■ **INSTRUCTION 1**
Retype the passage of the okra forum thread starting at "## Ishbel (Jun" and ending at "and very simple.".
■ **INSTRUCTION 2**
In the okra forum thread, why does the gumbo tip that sattie came across recommend baking the okra for 5 to 10 minutes? Answer in one to three sentences.
■ **INSTRUCTION 3**
Write the next part of the okra forum thread, picking up from the point where it stops.

■ **SOURCE EXTRACT**
------------------------------------------------------------

# Okra ideas



## jbib (Jun 6, 2006)

Just came back from vacation and my okra plants are loaded. Any tips on frying and/or other recipes?


----------



## BreezyCooking (Jun 6, 2006)

While I do not make a habit of purchasing fast or processed food products, when my okra plants start producing, I ALWAYS keep a few boxes of Zatarain's "Jambalaya" & "Gumbo" rice mixes on hand.

Sometimes, after a long day, it's nice to just be able to add some chicken, shrimp, &/or sliced sausages to one of these delicious/spicy mixtures, along with several handfuls of sliced fresh okra from the garden.  Add a green salad & a nice dinner is on the table in about 25 minutes.


----------



## SNPiccolo5 (Jun 6, 2006)

Gumbo is a classic for okra.  It releases a thick substance (sort of like oatmeal) while it cooks and helps thicken it.  Sounds so good...

-Tim


----------



## Andy M. (Jun 6, 2006)

Saute a diced onion in a saucepan.  Add a minced clove of garlic and a tablespoon of tomato paste and saute for a few minutes.  Add a 14 can of tomato and 12-16 ounces of okra.  Season with salt and pepper, cumin.  Simmer until the okra is cooked through.  Add a tsp of lemon juice and serve.


----------



## IcyMist (Jun 6, 2006)

Actually my favorite way is mixing okra, an onion and green beans together and cooking them.    Very simple, but very delicious.


----------



## Shunka (Jun 6, 2006)

I like to combine Andy's and IcyMist's ideas!!!!! This sounds like a plan for my supper!!!


----------



## Andy M. (Jun 6, 2006)

Shunka said:
			
		

> I like to combine Andy's and IcyMist's ideas!!!!! This sounds like a plan for my supper!!!


 
The recipe I gave you was originally a string bean recipe and I made a version with the okra.


----------



## Shunka (Jun 6, 2006)

That is what I thought; I usually add a few slices of bacon, cut up too!! Thanks to you and Icy, I have made up my mind for my supper! But I have to settle with using frozen okra; not quite as good but have found I can't grwo okra here.


----------



## kimbaby (Jun 6, 2006)

I like to batter mine up and fry 'em or use the whole pods in suops,gumbo's 
if you like tomamtoes srewed tom's and okra area good hit, some folks pickle okra, I don't know how...


----------



## Ishbel (Jun 6, 2006)

I only use okra for some Indian recipes I make.  I don't like the 'slimy' result when you fry it, without dressing it in a really nice curry sauce!


----------



## sattie (Jun 6, 2006)

I came across this making some gumbo one day... it suggested to bake the okra for about 5 to 10 minutes, it dries it up so it is not slimey.  However, when doing this, I found the okra to be quite tasty this way...just sprinkle some season salt and bake!  Very good and very simple.


----------



## IcyMist (Jun 6, 2006)

I love the slime and don't care for fried okra.    I know, I am weird.


----------



## Yakuta (Jun 6, 2006)

------------------------------------------------------------

■ **EXTRACTED DATA**
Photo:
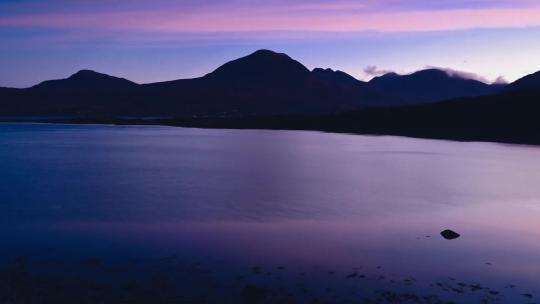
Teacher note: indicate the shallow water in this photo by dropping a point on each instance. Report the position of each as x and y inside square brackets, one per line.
[310, 215]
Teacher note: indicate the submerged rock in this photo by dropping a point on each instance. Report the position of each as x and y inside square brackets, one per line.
[449, 234]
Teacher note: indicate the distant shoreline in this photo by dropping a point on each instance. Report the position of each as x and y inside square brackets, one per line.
[278, 123]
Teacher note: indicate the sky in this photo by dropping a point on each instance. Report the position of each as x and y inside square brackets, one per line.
[149, 41]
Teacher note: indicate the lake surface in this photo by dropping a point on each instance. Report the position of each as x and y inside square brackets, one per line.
[213, 216]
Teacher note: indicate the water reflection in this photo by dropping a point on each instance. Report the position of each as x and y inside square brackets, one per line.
[348, 216]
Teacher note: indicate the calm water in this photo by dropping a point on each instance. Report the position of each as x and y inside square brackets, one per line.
[306, 215]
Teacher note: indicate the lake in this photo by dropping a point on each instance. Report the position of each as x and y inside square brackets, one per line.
[165, 214]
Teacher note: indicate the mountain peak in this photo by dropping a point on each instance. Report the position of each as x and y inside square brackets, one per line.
[528, 82]
[262, 64]
[336, 76]
[85, 73]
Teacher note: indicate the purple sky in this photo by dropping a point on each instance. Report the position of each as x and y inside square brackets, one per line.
[149, 41]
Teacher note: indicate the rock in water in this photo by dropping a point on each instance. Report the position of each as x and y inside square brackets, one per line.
[449, 234]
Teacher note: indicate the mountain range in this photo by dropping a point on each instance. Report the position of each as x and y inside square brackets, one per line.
[272, 91]
[262, 83]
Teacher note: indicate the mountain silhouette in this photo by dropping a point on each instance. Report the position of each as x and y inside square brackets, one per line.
[430, 85]
[336, 77]
[264, 83]
[529, 82]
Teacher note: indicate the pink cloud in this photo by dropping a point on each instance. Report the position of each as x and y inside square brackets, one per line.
[278, 19]
[372, 70]
[469, 75]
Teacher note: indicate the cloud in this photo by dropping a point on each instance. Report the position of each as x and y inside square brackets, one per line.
[213, 16]
[372, 70]
[500, 80]
[468, 75]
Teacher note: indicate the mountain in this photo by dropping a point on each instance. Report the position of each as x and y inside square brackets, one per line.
[529, 82]
[430, 85]
[336, 77]
[262, 83]
[86, 80]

------------------------------------------------------------

■ **WRITTEN ANSWER 1**
## Ishbel (Jun 6, 2006)

I only use okra for some Indian recipes I make.  I don't like the 'slimy' result when you fry it, without dressing it in a really nice curry sauce!


----------



## sattie (Jun 6, 2006)

I came across this making some gumbo one day... it suggested to bake the okra for about 5 to 10 minutes, it dries it up so it is not slimey.  However, when doing this, I found the okra to be quite tasty this way...just sprinkle some season salt and bake!  Very good and very simple.

■ **WRITTEN ANSWER 2**
Baking the okra for 5 to 10 minutes dries it up, so it is not slimy.

■ **WRITTEN ANSWER 3**
I do not like Okra slimy either - different strokes for different folks.  I think you got some great ideas and here is another one.  It is in line with Indian cuisine so try it only if you like the spices and flavors in that cuisine.  

Discard the stem of the okra and split it into half (horizonally lengthwise).  Add some oil to a pan (2 tbsp or so, any kind is fine).  Keep the heat on low flame so it's not very hot.  Add some cumin powder, corrainder powder,red chilli powder, paprika and salt to the oil.  Let the spices toast a bit in the oil.  Next add the okras and stir them so that the spices are nicely coating the okras.  

Let the okras cook with the spices uncovered (they will pan fry nicely).  Cook them until the okra is nice and crisp (they will turn a brownish color).  Sprinkle with some lime juice and they are ready. 

Serve it as a side with anything your heart desires.  We normally make this on the side along with Dahl and rice for a delicious and healthy all vegetarian fare-  Yummm now I have to make some.


----------



## Ishbel (Jun 7, 2006)

That sounds similar to a recipe I make, Yakuta. I can only tolerate 'lady's fingers' (aren't they called Bhindi?) 'in Indian/Pakistani/Bangladeshi food.


----------



## Yakuta (Jun 7, 2006)

I am with you Ishbel.  I find them pretty slimy and if they are not spiced up and pan fried until crisp and dried I can't eat them  .  I guess all of us are raised differently with different tastes (some of them acquired and others you learn to love).  Yes we call them Bhindi in Hindi (nice rhyme to that  )


----------



## Ishbel (Jun 7, 2006)

'Indian' food is now considered as British as fish and chips!

Isn't a Bindi also the red mark worn on forehead by some Asian women?


----------



## Yakuta (Jun 7, 2006)

Yep the confusion in some languages.  Bhindi means okra and the H is stressed and Bindi which used to be the sign of a married woman amongst Hindus but now is a fashion statement for all women in India is where the i is stressed.


----------



## Ishbel (Jun 7, 2006)

Thanks for explaining.  A bit like US/UK 'I say tomayto, you say tomahhto'


----------



## BreezyCooking (Jun 7, 2006)

Oh yes - I should have added that when my okra plants are producing I also add sliced pods to any & every Indian curry & Asian stir-fry I make!!  Absolutely delicious!!


----------



## Piccolina (Jun 7, 2006)

I've not actually eaten  a lot of okra, but I hope to experiment more in the future. For now, this is probably the best recipe I've made with it.

*Okra with Garlic and Dill* 

4 tbsp of vegetable or chicken stock (homemade if possible)
  1 ½ tbsp melted butter (I use unsalted) or olive oil (if olive oil is used this dish becomes vegan)
  a pinch of freshly cracked black pepper and salt, to taste (both optional)
  3 cloves of garlic, peeled and finely chopped (or however much you prefer)
  3 tbsp of fresh green onions (spring onions) or chives, finely chopped (optional)
  1 tbsp of fresh dill fawns (feathery leaves), finely chopped
  ½ pound (225 grams) of fresh or frozen (thaw first) okra pods, cleaned trimmed if required 


First preheat your own to 450°F (230° C).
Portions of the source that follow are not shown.